### Текст документа

В конце концов подозрительная государыня решила перевести своих высокопоставленных пленников в более надежное место, чем чересчур открытая портовая Рига. 13 декабря 1742 года она подписала указ о заключении Анны Леопольдовны с семейством в старую шведскую крепость Динамюнде (впоследствии Усть-Двинск, ныне Даугавгрива, находящаяся в городской черте Риги в устье Даугавы. – И. К.). В том же указе императрица вполне по-дамски опять требовала узнать от соперницы – куда могло деться опахало «с красными камнями» – подарок Бирона Анне Иоанновне? «…а буде станет отговариваться, что не знает, тому верить не можем, – заявляла государыня. – Ибо доныне неизвестны будучи о том подлинно, и не спрашивали; а ныне уже мы подлинное известие получили от бывшего герцога Курляндскаго, что оное опахало от него подарено блаженной памяти императрице Анны Иоанновны на ея именины». – «…А я его к себе не бирала и никого им не подарила, в чем могу бесстрашно и присягнуть», – привычно парировала упреки Анна Леопольдовна.

### Короткое задание
Перепечатайте приведенный выше отрывок об Анне Леопольдовне целиком, без единого изменения.

### Материал
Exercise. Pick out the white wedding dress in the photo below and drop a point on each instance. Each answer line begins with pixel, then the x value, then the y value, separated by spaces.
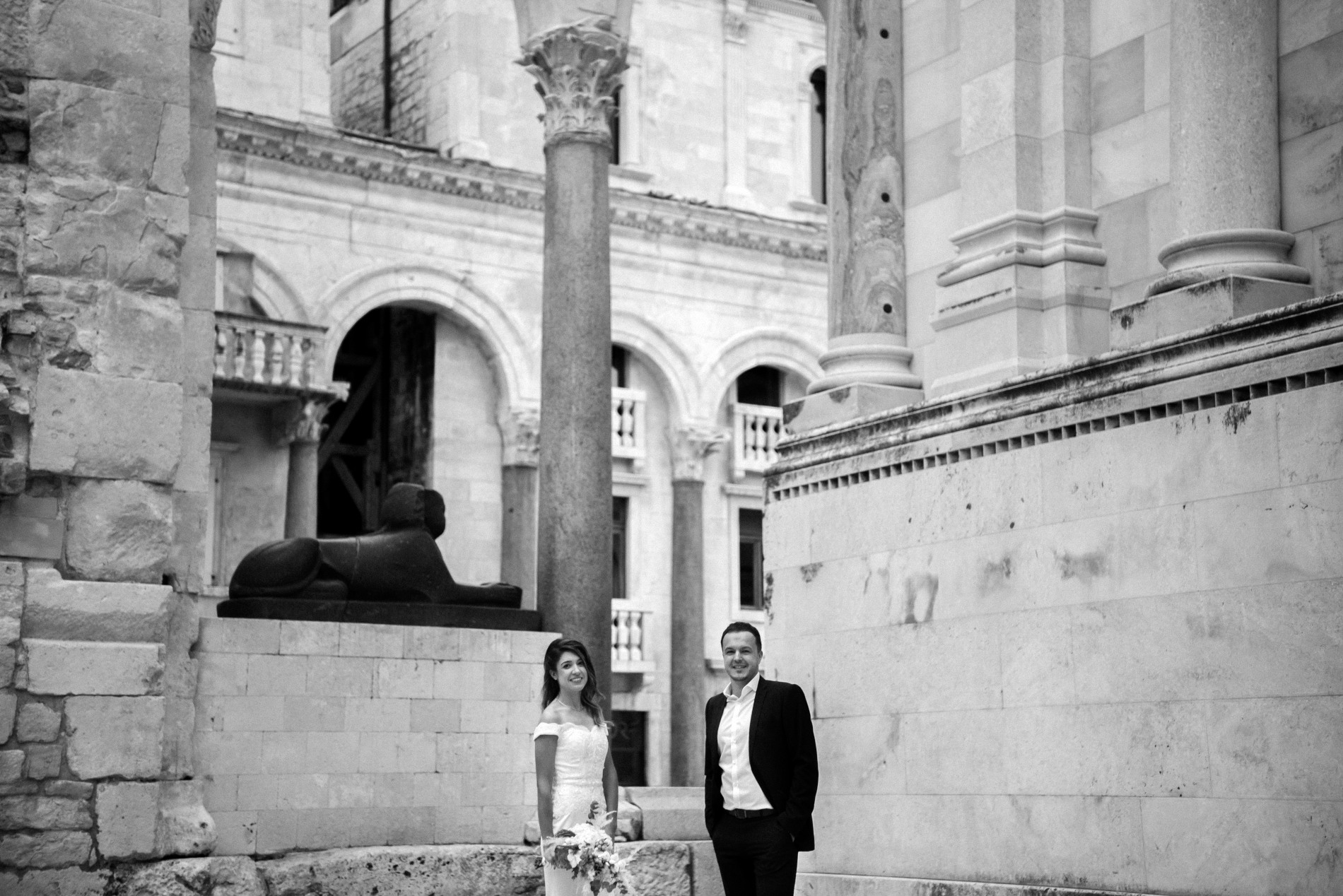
pixel 579 762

### Решение задания
В конце концов подозрительная государыня решила перевести своих высокопоставленных пленников в более надежное место, чем чересчур открытая портовая Рига. 13 декабря 1742 года она подписала указ о заключении Анны Леопольдовны с семейством в старую шведскую крепость Динамюнде (впоследствии Усть-Двинск, ныне Даугавгрива, находящаяся в городской черте Риги в устье Даугавы. – И. К.). В том же указе императрица вполне по-дамски опять требовала узнать от соперницы – куда могло деться опахало «с красными камнями» – подарок Бирона Анне Иоанновне? «…а буде станет отговариваться, что не знает, тому верить не можем, – заявляла государыня. – Ибо доныне неизвестны будучи о том подлинно, и не спрашивали; а ныне уже мы подлинное известие получили от бывшего герцога Курляндскаго, что оное опахало от него подарено блаженной памяти императрице Анны Иоанновны на ея именины». – «…А я его к себе не бирала и никого им не подарила, в чем могу бесстрашно и присягнуть», – привычно парировала упреки Анна Леопольдовна.